→ Record set:
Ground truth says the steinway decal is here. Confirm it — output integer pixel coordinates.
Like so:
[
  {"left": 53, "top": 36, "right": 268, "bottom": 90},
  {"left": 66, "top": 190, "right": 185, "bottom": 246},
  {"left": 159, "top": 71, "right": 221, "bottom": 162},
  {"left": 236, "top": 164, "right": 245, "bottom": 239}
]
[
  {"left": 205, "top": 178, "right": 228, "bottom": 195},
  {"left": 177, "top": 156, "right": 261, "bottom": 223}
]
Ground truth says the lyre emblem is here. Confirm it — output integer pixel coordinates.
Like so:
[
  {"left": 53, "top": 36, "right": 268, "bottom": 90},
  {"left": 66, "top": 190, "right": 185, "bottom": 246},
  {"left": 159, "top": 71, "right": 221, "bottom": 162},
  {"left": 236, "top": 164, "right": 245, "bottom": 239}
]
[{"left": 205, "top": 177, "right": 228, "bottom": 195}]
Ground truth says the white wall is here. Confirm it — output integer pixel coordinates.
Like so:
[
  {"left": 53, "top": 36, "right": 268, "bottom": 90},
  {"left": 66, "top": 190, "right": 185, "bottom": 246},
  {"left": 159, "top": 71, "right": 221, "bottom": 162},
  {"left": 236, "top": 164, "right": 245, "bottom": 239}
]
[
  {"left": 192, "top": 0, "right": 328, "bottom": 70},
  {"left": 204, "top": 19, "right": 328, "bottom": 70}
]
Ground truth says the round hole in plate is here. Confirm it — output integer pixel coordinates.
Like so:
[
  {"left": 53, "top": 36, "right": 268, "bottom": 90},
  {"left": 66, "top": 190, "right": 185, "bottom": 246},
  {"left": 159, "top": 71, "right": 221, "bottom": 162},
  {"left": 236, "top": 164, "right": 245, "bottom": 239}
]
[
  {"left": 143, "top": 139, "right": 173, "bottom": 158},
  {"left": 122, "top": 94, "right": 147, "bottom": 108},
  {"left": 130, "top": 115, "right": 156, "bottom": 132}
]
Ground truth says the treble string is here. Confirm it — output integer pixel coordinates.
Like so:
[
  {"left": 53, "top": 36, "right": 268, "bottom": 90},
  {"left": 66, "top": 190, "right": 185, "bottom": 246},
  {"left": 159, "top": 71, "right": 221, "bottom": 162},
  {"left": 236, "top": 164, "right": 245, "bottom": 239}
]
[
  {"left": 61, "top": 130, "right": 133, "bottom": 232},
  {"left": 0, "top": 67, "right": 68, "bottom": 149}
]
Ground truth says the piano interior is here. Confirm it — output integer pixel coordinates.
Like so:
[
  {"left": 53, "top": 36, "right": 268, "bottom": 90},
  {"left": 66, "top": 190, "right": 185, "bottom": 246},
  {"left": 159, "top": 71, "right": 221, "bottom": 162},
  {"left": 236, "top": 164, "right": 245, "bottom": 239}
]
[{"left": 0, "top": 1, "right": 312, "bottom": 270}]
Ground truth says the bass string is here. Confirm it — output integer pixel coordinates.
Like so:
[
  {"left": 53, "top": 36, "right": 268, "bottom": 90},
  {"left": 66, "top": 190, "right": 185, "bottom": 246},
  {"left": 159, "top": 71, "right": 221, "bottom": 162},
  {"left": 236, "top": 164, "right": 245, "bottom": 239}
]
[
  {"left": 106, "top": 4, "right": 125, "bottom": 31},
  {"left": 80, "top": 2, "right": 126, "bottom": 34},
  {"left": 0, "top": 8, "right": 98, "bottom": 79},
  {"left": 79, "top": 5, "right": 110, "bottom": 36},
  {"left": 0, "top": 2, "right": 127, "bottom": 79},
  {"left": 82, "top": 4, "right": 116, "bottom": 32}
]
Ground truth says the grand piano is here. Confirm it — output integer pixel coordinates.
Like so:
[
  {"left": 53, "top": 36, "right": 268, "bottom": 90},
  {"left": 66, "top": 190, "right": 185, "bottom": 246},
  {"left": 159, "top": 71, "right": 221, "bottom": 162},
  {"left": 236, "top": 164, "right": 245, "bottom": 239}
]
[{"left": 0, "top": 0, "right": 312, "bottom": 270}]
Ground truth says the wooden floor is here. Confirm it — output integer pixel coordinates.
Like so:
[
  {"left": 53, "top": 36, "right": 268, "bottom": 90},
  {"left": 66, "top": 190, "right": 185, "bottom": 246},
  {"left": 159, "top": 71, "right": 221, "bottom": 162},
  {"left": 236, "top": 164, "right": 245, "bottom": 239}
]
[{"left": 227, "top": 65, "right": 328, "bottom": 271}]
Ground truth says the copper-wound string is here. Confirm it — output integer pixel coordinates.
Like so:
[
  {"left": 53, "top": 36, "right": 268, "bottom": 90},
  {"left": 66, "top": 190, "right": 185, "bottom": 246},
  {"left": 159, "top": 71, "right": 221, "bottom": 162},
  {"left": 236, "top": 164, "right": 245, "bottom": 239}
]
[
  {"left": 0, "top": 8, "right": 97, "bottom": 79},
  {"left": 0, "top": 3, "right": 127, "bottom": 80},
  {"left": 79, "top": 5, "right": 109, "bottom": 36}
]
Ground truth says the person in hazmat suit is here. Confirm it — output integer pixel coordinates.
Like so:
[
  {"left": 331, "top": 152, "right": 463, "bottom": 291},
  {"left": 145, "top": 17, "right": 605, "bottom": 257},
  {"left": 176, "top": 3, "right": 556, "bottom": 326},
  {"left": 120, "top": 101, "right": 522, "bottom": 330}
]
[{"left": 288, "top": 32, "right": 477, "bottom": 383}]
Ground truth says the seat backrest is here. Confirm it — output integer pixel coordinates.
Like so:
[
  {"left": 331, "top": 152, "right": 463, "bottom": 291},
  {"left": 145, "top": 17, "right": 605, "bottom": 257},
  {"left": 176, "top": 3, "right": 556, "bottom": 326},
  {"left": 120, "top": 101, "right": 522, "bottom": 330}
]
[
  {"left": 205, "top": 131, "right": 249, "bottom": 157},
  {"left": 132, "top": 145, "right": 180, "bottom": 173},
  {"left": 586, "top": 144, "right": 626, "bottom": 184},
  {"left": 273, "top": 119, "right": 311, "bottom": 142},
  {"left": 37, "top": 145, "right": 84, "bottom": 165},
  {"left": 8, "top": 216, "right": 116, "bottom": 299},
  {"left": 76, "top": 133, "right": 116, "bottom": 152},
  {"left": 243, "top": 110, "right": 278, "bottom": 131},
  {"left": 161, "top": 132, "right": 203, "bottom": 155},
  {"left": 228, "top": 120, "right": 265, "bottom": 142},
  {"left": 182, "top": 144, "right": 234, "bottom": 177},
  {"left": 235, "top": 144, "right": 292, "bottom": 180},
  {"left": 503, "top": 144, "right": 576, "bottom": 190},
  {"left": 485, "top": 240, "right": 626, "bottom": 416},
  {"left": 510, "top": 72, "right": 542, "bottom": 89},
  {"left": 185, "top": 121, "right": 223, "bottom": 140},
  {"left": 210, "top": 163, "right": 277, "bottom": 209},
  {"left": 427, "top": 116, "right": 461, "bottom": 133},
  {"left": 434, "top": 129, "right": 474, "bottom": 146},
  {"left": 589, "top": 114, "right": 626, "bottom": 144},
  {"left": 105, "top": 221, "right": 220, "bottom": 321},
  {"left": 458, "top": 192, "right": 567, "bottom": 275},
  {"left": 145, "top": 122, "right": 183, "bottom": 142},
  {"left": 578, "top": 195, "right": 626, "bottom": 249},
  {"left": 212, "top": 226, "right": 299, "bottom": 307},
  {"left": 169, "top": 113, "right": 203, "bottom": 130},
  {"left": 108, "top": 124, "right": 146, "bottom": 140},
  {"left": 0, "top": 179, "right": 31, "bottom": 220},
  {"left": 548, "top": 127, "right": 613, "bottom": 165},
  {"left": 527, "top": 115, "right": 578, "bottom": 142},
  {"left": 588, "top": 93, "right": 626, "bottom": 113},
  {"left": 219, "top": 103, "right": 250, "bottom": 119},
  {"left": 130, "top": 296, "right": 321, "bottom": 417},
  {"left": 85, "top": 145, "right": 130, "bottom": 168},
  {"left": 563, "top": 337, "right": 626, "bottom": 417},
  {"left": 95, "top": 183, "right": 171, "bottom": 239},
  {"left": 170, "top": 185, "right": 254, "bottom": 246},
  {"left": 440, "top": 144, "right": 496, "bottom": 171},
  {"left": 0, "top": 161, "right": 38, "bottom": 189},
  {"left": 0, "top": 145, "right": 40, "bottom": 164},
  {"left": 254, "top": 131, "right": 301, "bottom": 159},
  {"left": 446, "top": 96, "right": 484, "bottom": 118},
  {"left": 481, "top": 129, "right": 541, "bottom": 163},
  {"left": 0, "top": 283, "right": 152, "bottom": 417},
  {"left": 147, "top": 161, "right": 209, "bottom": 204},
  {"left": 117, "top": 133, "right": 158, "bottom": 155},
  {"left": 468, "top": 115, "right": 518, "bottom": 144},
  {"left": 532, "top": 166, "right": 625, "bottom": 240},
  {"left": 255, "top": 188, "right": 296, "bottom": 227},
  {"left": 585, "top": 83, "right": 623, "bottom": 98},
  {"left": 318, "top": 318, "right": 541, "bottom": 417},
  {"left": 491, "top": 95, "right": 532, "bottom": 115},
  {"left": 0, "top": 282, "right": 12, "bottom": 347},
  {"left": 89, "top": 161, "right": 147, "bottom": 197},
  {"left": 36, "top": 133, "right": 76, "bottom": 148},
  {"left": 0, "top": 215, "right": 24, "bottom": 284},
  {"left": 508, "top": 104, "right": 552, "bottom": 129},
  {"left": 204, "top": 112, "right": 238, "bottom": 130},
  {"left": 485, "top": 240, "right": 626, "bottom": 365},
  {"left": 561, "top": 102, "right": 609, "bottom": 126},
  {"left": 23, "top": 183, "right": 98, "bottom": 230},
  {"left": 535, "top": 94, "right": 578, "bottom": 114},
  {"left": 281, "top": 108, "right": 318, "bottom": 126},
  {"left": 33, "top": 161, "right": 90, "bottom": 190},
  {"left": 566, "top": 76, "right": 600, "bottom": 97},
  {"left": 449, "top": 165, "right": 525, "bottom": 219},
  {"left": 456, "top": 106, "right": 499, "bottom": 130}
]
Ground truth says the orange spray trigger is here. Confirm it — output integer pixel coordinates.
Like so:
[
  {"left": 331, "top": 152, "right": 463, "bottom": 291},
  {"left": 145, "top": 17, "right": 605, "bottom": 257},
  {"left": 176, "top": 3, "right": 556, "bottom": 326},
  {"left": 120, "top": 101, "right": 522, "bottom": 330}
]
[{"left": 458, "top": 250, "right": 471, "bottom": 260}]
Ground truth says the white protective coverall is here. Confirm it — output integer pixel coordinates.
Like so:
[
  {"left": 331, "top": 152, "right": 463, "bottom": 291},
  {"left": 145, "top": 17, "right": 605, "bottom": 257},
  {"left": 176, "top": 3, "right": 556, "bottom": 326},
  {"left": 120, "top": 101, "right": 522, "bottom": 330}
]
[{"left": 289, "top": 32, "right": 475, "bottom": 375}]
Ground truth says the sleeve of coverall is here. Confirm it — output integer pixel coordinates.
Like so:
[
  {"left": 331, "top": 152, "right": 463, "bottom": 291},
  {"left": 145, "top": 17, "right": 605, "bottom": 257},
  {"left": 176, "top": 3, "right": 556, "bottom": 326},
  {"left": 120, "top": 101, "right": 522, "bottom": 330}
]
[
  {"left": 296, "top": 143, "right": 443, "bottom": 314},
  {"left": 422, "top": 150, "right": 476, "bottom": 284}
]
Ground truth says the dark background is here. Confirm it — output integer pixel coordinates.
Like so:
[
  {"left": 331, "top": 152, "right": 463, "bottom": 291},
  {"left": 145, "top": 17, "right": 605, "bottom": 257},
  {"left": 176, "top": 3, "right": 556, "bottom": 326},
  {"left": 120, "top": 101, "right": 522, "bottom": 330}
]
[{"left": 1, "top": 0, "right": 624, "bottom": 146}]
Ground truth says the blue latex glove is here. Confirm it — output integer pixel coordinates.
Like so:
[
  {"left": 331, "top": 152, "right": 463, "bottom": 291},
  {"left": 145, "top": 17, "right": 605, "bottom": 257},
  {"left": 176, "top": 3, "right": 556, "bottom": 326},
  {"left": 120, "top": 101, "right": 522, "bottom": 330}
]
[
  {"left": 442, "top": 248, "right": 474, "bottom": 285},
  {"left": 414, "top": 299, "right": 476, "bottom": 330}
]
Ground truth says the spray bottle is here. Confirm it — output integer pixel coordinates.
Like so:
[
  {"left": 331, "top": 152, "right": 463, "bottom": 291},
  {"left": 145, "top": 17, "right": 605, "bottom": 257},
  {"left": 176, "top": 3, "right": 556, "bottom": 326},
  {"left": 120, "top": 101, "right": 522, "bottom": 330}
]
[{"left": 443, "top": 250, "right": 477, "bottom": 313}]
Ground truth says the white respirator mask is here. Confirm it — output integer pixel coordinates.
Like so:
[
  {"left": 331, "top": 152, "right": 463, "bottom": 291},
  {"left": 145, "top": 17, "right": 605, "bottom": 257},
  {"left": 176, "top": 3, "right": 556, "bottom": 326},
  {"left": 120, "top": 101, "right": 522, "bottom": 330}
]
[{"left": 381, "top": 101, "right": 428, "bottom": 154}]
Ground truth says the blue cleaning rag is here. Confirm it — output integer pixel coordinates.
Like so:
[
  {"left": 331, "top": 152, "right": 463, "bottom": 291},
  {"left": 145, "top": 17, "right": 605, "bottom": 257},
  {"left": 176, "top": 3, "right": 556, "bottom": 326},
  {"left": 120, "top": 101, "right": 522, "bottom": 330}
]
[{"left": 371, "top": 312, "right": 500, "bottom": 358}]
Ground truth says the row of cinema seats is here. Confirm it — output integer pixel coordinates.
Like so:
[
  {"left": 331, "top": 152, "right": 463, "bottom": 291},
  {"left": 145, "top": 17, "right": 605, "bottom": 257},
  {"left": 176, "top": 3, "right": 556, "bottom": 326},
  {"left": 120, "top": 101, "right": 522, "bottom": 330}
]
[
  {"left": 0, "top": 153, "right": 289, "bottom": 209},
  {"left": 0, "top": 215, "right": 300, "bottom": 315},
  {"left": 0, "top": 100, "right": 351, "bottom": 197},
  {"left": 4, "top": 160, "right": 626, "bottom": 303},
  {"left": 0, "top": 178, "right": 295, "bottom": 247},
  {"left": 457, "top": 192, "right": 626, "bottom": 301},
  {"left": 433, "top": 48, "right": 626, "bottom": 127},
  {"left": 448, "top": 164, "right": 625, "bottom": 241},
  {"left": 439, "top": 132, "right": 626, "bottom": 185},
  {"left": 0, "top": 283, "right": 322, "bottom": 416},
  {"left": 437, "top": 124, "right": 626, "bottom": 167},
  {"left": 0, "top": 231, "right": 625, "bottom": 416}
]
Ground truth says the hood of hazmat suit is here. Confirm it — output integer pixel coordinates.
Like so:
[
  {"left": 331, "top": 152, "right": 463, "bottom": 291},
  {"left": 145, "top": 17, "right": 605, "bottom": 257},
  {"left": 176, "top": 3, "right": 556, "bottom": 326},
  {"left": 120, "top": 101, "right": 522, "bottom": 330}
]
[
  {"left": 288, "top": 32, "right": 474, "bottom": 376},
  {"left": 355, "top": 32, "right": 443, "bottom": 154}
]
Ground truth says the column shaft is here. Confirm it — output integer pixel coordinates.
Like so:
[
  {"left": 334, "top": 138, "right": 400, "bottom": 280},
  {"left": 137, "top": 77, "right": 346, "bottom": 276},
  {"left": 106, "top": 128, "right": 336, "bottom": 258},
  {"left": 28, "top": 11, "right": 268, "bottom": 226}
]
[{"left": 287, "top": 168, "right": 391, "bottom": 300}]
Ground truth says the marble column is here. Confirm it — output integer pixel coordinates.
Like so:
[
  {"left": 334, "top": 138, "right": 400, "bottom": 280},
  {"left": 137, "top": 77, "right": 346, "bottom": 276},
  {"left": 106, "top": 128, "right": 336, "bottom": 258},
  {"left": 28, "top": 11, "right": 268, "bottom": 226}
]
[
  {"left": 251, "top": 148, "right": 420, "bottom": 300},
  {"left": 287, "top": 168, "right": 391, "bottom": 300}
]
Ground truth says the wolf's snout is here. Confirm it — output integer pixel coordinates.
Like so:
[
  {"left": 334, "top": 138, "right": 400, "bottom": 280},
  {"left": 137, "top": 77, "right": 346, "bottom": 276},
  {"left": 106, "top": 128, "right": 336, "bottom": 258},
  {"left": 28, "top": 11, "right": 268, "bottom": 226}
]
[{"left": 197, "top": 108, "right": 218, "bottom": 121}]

→ Exercise brief: Only lines with the word "white" belong in the answer; copy each of them from the material above.

→ Result of the task:
Ground truth says the white wall is here. Confirm it — output integer pixel coordinates.
Ground truth says the white protective coverall is here. Confirm it — output integer pixel coordinates.
Ground truth says the white respirator mask is here. Confirm it — output integer pixel coordinates.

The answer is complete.